• Data extract:
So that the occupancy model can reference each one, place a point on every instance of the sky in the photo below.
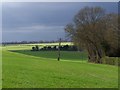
(35, 21)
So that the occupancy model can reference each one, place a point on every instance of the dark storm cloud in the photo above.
(41, 21)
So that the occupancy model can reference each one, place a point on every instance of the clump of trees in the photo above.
(55, 48)
(96, 31)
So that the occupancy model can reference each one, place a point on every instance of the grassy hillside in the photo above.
(66, 55)
(23, 70)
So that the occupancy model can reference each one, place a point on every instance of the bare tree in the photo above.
(88, 30)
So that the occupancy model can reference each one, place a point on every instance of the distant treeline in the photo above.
(32, 42)
(54, 48)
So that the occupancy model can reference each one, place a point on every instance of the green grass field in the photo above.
(23, 68)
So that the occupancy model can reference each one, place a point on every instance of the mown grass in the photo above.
(30, 71)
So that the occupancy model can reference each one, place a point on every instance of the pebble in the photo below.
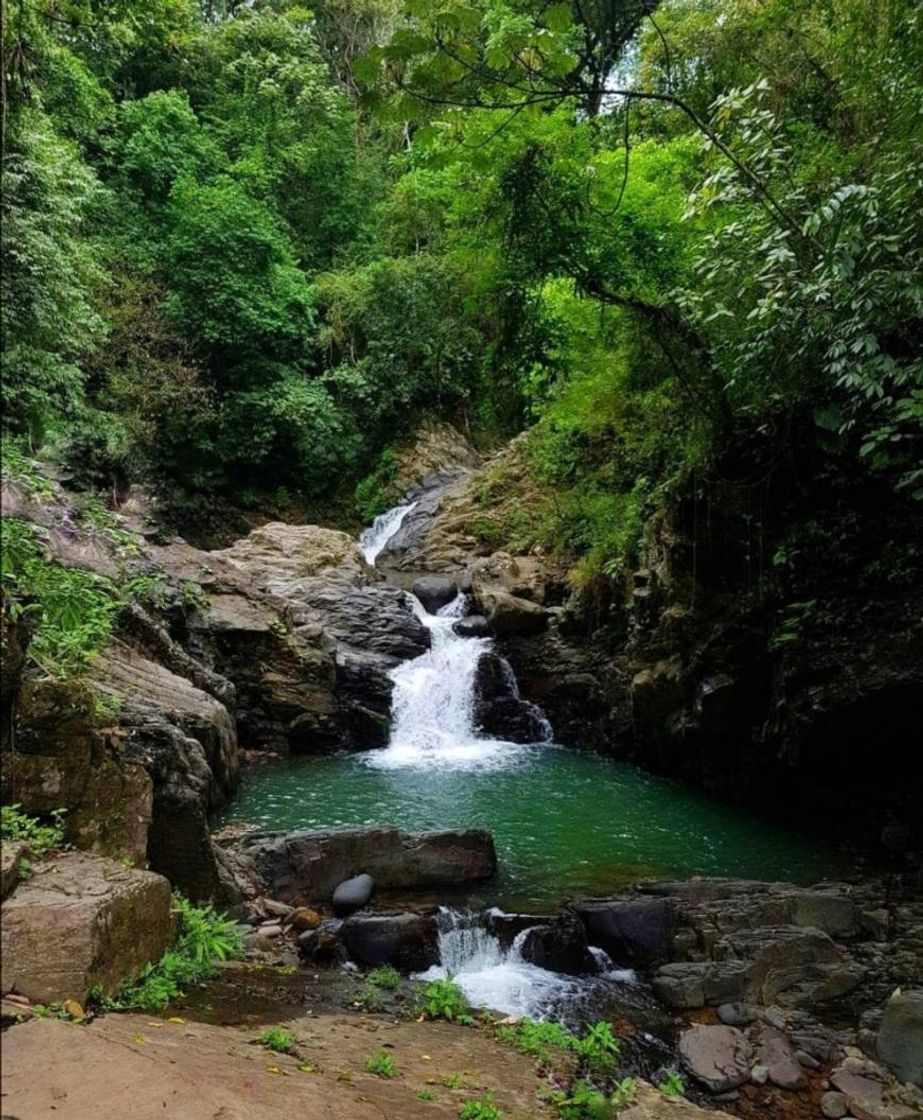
(835, 1106)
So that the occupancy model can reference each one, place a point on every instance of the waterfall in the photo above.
(381, 531)
(501, 979)
(432, 707)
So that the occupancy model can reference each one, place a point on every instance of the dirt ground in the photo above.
(138, 1067)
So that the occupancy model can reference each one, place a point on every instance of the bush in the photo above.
(205, 938)
(278, 1039)
(444, 999)
(381, 1064)
(40, 838)
(479, 1108)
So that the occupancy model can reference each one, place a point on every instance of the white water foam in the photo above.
(434, 700)
(502, 980)
(381, 531)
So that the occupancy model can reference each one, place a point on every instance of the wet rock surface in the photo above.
(80, 921)
(304, 867)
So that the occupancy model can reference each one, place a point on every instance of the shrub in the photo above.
(205, 936)
(672, 1084)
(29, 830)
(385, 977)
(381, 1064)
(479, 1108)
(278, 1039)
(444, 999)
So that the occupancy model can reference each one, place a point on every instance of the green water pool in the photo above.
(566, 823)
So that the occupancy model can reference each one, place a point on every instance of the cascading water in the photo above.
(501, 979)
(432, 708)
(432, 722)
(381, 531)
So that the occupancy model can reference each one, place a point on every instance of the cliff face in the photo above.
(282, 643)
(768, 646)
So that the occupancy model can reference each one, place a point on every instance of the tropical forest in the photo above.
(462, 559)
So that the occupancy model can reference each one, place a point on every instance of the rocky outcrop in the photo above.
(900, 1039)
(328, 589)
(499, 710)
(12, 854)
(403, 940)
(304, 867)
(716, 1056)
(81, 921)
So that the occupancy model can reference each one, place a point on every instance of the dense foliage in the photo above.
(248, 245)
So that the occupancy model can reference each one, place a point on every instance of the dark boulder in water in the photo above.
(352, 894)
(473, 626)
(559, 946)
(435, 591)
(407, 941)
(632, 931)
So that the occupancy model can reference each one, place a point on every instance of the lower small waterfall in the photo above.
(501, 979)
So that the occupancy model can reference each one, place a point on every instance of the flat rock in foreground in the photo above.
(300, 867)
(81, 921)
(129, 1065)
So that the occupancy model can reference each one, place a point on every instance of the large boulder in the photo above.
(559, 946)
(716, 1056)
(407, 941)
(12, 854)
(80, 921)
(632, 931)
(499, 710)
(353, 894)
(511, 616)
(300, 867)
(900, 1041)
(337, 609)
(435, 591)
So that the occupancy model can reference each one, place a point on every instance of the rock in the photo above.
(631, 931)
(559, 946)
(11, 854)
(718, 1056)
(323, 944)
(300, 867)
(435, 591)
(499, 710)
(737, 1015)
(833, 1106)
(472, 626)
(509, 616)
(80, 921)
(681, 986)
(774, 1052)
(900, 1039)
(407, 941)
(353, 894)
(789, 966)
(302, 918)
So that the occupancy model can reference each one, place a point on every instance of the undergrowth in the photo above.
(205, 938)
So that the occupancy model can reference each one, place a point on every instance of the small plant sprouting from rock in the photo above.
(29, 830)
(672, 1084)
(205, 938)
(444, 999)
(586, 1102)
(278, 1039)
(479, 1108)
(384, 977)
(598, 1050)
(381, 1064)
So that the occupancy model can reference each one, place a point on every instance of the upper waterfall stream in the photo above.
(566, 822)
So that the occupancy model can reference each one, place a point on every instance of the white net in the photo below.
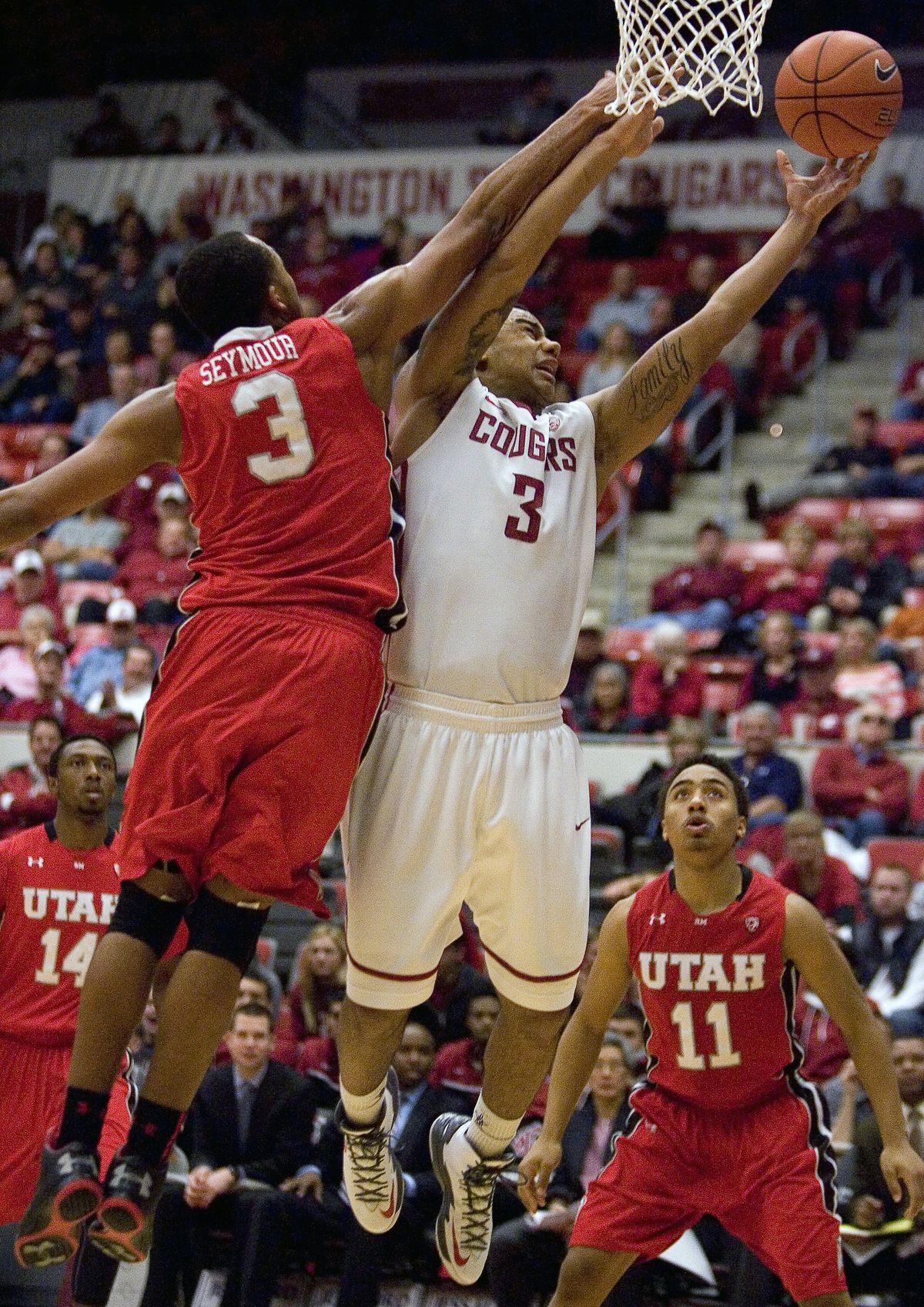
(714, 42)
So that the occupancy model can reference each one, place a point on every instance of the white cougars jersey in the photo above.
(498, 551)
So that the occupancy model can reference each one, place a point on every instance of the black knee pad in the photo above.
(224, 930)
(146, 918)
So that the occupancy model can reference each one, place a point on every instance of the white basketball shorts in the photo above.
(479, 803)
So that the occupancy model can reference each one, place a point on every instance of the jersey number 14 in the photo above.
(716, 1016)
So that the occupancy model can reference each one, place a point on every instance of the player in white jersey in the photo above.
(472, 789)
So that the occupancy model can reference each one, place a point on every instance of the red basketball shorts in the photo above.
(764, 1171)
(32, 1101)
(249, 748)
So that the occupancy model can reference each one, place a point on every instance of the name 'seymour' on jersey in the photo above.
(556, 455)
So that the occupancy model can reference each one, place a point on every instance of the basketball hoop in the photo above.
(702, 50)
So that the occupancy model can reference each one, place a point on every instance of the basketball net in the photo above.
(702, 50)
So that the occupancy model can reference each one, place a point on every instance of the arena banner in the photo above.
(708, 185)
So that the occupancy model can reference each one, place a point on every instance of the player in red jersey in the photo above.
(266, 699)
(58, 892)
(721, 1123)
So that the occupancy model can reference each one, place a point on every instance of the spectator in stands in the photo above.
(587, 656)
(123, 386)
(860, 789)
(17, 669)
(605, 707)
(460, 1064)
(774, 676)
(626, 303)
(613, 358)
(527, 1254)
(889, 948)
(165, 361)
(817, 712)
(108, 133)
(825, 881)
(635, 812)
(421, 1104)
(791, 587)
(667, 685)
(698, 596)
(856, 583)
(155, 578)
(168, 136)
(103, 662)
(33, 391)
(138, 681)
(25, 796)
(842, 474)
(266, 1136)
(82, 548)
(896, 1269)
(320, 971)
(702, 279)
(860, 676)
(131, 297)
(28, 585)
(528, 114)
(230, 135)
(633, 230)
(50, 699)
(774, 782)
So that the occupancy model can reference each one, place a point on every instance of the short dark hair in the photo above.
(223, 284)
(65, 744)
(706, 759)
(49, 720)
(253, 1009)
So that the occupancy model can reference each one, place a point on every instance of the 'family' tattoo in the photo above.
(652, 390)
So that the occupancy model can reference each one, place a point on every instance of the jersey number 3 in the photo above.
(716, 1016)
(286, 425)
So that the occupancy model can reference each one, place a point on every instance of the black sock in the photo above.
(82, 1121)
(153, 1131)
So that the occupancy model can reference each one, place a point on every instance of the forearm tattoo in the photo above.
(655, 388)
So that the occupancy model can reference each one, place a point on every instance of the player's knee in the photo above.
(142, 915)
(225, 930)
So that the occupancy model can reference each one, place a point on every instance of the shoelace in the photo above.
(474, 1217)
(373, 1181)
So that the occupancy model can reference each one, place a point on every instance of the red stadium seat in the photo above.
(896, 849)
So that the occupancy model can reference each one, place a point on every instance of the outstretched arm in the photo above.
(455, 340)
(383, 310)
(629, 416)
(146, 431)
(808, 945)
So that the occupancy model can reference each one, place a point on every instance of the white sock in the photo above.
(363, 1108)
(489, 1134)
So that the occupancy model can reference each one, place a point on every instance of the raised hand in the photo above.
(815, 196)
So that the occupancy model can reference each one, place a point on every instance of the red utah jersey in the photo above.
(286, 465)
(718, 994)
(56, 903)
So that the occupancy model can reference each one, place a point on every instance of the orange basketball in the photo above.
(838, 95)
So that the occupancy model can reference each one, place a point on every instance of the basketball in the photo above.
(838, 95)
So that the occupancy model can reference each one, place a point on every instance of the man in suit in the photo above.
(249, 1130)
(872, 1204)
(420, 1106)
(527, 1254)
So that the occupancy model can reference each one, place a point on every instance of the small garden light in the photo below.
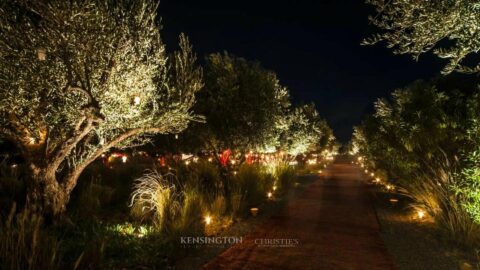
(208, 220)
(136, 100)
(420, 213)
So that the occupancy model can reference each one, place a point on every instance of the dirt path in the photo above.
(331, 226)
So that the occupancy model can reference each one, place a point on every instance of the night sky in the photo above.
(312, 45)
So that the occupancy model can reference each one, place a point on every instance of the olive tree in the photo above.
(451, 28)
(80, 77)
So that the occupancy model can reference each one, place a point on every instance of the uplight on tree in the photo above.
(76, 103)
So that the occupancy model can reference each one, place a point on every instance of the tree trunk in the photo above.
(45, 195)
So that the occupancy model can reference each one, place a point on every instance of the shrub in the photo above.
(253, 183)
(285, 175)
(156, 196)
(24, 244)
(190, 215)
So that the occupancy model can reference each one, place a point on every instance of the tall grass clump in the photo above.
(253, 183)
(190, 215)
(26, 245)
(156, 197)
(285, 175)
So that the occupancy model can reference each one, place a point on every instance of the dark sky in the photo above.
(312, 45)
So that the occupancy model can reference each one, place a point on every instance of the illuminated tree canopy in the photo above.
(451, 28)
(80, 77)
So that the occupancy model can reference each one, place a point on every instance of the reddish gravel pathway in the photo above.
(333, 221)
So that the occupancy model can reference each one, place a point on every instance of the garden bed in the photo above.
(196, 258)
(415, 243)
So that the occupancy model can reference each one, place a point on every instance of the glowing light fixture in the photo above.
(420, 213)
(42, 54)
(136, 100)
(208, 220)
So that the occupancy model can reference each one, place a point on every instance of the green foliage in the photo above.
(157, 197)
(425, 139)
(415, 27)
(286, 176)
(253, 183)
(79, 78)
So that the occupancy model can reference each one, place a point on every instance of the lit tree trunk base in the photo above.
(46, 196)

• Task to carry out: Both ends count here. Reproduce exactly the lines from the one containing "pathway in the photo above." through the end of the listing.

• Written response:
So that the occupancy model can reference each one, place a point on every instance of the reddish gravel pathway in the photo above.
(333, 221)
So that the occupancy model can reference each one, place a point on every instance of the garden bed in the photo above.
(196, 258)
(415, 243)
So that the occupancy model can reference each one, place a point on every instance of the glowing light fixture in the photo above.
(420, 213)
(42, 54)
(136, 100)
(208, 220)
So that the occupancy model can reference each one, place a point on every instance of the green foliage in the photo above.
(157, 197)
(425, 139)
(415, 27)
(286, 176)
(253, 183)
(79, 78)
So that the occupancy model can reference each one, place a point on every instance of the lit tree trunk base in the photo above.
(46, 196)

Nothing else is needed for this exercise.